#### Passage provided

Locked down… in paradise! Are you sick of soggy Britain? Then prepare to boil over as you read about the Britons who escaped to the sun in the nick of time
But for a lucky few this time round it means working from a sun lounger, warm seas and al fresco dinners.
Meet the Lockdown Leavers, the women who fled the country for warmer climes after Boris Johnson made his announcement and just before non-essential foreign travel was banned.
My office is now a private sundeck — or a pool lounger
Emma Whitehair, 46, owns a communications agency, lives in West London and is single. She says:
Hours after England went into lockdown, I woke up in Central America, where I’m staying in a beautiful, Balinese-style timber bungalow at a yoga retreat, surrounded by lush jungle vegetation and flowers.
The temperature is in the 30s, there are macaws and little monkeys in the trees, and turtles swim in the waves of the Pacific Ocean on the beach just metres away.
I will be running my business remotely from here, with a dizzying selection of ‘offices’ to choose from including my private sundeck, a lounger by the pool or one of the many bustling WiFi cafes in the nearby town.
Just 48 hours after the second lockdown was announced, I boarded a hastily-booked flight to Costa Rica at a cost of £526. Although I have a return ticket booked for early January, if the restrictions haven’t been lifted by then I’ll stay here in the seclusion of the Pranamar Villas. I got a huge discount because of the lack of demand.
The first lockdown was going into the unknown and, like most people, I felt anxious. Luckily, my business was booming and the glorious spring weather enticed me outdoors every day, so I maintained a positive attitude. I also had my boyfriend of two and half years, a yoga teacher, at home for company.
Emma Whitehair, 46, owns a communications agency, lives in West London and is single
But we broke up in late July — the strain of lockdown was a factor — and I couldn’t face a second lockdown in my tiny flat alone, with no garden and where my only view is over a housing estate.
A quick Google search revealed that India, my favourite winter destination, is off limits because of a strict lockdown and the suspension of flights, but Costa Rica is open for business.
So here I am, my lockdown leave funded by hurriedly renting out my London flat for short stays.
Because of jet lag, I’ve been getting up at 4.30am and working until midday — we’re six hours behind the UK — doing emails, and video calls with staff and clients. I eat lunch at a beachside restaurant with mesmerising views of the ocean, do yoga classes or swim in the sea. I’m going to sign up for surf lessons.
We have to wear masks and sanitise our hands and there are certain curfews in place — but it’s a small price to pay.
One of my oldest girlfriends caught the last flight out of London to Costa Rica to join me, so now I have a companion, too. The silver lining of lockdown is that I’ve realised I can run my business from anywhere in the world.
We were on one of the last flights out of Heathrow
Juliet Lemon, 39, is a self-employed photographer and lives in Putney. She and her partner Tim, 38, a business consultant, fled to Mallorca.
Last Thursday evening Tim and I met a friend and her husband for dinner.
It was the first night of lockdown so our night out shouldn’t have been possible, but we weren’t at home in London. Instead we were on the island of Mallorca, having arrived that morning.
Our decision to escape a British lockdown was last-minute. I had the idea last Sunday while chatting to my old school friend who lives on Mallorca.
After Boris’s announcement the night before I’d resolved to remain positive during the month-long restrictions.

#### Data shown

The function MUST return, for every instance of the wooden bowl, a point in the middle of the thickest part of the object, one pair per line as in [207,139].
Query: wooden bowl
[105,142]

#### Exercise details
In the article about Britons who escaped lockdown for the sun, how much did Emma Whitehair pay for her flight to Costa Rica?

#### Written solution
£526